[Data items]

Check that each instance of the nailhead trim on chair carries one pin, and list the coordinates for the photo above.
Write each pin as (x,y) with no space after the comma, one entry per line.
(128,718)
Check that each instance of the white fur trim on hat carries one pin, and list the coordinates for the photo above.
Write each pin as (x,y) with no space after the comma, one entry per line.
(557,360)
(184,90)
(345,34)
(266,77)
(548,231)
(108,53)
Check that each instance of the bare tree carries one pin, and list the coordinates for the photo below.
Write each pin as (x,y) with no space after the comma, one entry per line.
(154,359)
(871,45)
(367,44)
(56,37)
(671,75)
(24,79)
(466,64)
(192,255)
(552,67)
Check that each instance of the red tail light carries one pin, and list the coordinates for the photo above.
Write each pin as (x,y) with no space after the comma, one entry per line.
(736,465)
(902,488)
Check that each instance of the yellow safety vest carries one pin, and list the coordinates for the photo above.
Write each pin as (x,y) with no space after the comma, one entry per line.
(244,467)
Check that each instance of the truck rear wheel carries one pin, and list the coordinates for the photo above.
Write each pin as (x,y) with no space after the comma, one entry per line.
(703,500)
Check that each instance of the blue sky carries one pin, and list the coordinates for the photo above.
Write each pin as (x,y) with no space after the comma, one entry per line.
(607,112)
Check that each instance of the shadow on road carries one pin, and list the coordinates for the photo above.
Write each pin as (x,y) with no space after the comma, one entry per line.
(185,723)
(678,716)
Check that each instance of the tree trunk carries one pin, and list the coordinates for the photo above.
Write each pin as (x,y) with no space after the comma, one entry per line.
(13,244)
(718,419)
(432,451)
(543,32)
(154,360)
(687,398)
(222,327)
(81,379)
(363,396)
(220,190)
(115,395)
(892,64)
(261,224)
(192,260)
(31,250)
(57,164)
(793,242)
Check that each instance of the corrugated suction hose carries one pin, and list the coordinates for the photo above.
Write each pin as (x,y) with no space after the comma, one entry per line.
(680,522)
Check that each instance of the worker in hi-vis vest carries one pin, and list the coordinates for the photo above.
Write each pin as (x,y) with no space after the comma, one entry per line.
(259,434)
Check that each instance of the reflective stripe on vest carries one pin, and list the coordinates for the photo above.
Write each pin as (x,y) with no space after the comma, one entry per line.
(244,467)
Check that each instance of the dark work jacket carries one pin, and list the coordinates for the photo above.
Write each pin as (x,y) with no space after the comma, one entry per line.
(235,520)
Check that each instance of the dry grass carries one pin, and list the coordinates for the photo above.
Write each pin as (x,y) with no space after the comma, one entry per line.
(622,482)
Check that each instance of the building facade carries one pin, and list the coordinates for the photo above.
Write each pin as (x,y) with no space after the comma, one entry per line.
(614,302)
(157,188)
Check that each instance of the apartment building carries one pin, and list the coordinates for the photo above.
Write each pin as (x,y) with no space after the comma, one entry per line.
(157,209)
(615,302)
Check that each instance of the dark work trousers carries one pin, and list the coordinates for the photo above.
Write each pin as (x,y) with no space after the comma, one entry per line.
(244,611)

### Exercise directions
The records above are to be repeated exactly, in their entirety.

### Solution below
Check that each instance of the nailhead trim on chair carries one pin, and list the coordinates for the photo above.
Write each pin as (x,y) with no space after the comma, one entry per line.
(128,718)
Check that each instance of the white fur trim on hat carries one pin, and list the coordinates for the photo above.
Write each pin as (x,y) with no space after the comma, one entry per line.
(557,360)
(184,90)
(345,34)
(266,77)
(548,231)
(108,53)
Check that each instance of the bare tree carries one pin, and list the coordinates for the photo below.
Write each pin as (x,y) with no space after the comma, one entry per line.
(154,359)
(871,45)
(367,44)
(56,37)
(671,75)
(24,79)
(466,64)
(192,255)
(552,67)
Check that each instance of the red tail light carries one pin, and list the coordinates for the photo above.
Write each pin as (x,y) with no space after the comma, one entry per line.
(736,465)
(902,488)
Check that each instance of the yellow safety vest carries one pin, and list the coordinates for the photo above.
Write each pin as (x,y) with no space after the comma, one entry per line.
(244,467)
Check that each instance of the truck rear wheel carries one pin, and list the coordinates for the photo above.
Write each pin as (x,y) with no space after the comma, one entry per line.
(703,500)
Check that each instance of the blue sky carries one pin, and list the coordinates for the photo above.
Write each pin as (x,y) with no space after the comma, one entry per line.
(607,112)
Check that each instance of the shadow on road carries one pin, and list the coordinates for the photo above.
Write each pin as (x,y) with no space after the comma, one entry per line.
(185,723)
(678,716)
Check that each instance of the tree trunk carries one pin, and list the coordinates for the photo above.
Write each pin as (x,y) with no space after the comma, one entry per line.
(13,244)
(718,419)
(432,451)
(543,32)
(154,360)
(687,398)
(222,327)
(81,379)
(363,396)
(220,190)
(115,395)
(892,64)
(261,224)
(192,260)
(31,250)
(57,164)
(793,242)
Check that each instance of the corrugated suction hose carries one pin, and list the coordinates for the photo above.
Write each pin as (x,y) with no space after the comma, one entry per line.
(680,522)
Check that each instance of the worker in hi-vis vest carries one pin, and list the coordinates for the photo above.
Write each pin as (x,y) with no space after the comma, one entry per line.
(259,434)
Check that each instance of the reflective stripe on vest carries one pin, and list the coordinates for the photo above.
Write each pin as (x,y) with no space after the comma, one entry per line.
(244,467)
Check that each instance of the dark work jacket carries one pin, and list the coordinates for the photo above.
Write each pin as (x,y) with no space after the comma, one entry per line.
(235,520)
Check that each instance of the dry grass carries one pin, and list the coordinates for the photo above.
Write each pin as (x,y) with no space after the comma, one entry per line.
(622,482)
Check that each instance of the building facade carries one pin, and list the coordinates for the photo above.
Write each pin as (x,y) with no space after the comma, one entry per line.
(614,302)
(157,188)
Check that each instance of the apartment building carries one pin, and list the coordinates for the photo above.
Write each pin as (x,y) with no space after the comma, one entry per line.
(157,209)
(615,302)
Check that each instance of the dark work trousers carries one pin, and list the coordinates for the photo above.
Write each pin as (x,y) with no space after the comma, one entry per line.
(244,611)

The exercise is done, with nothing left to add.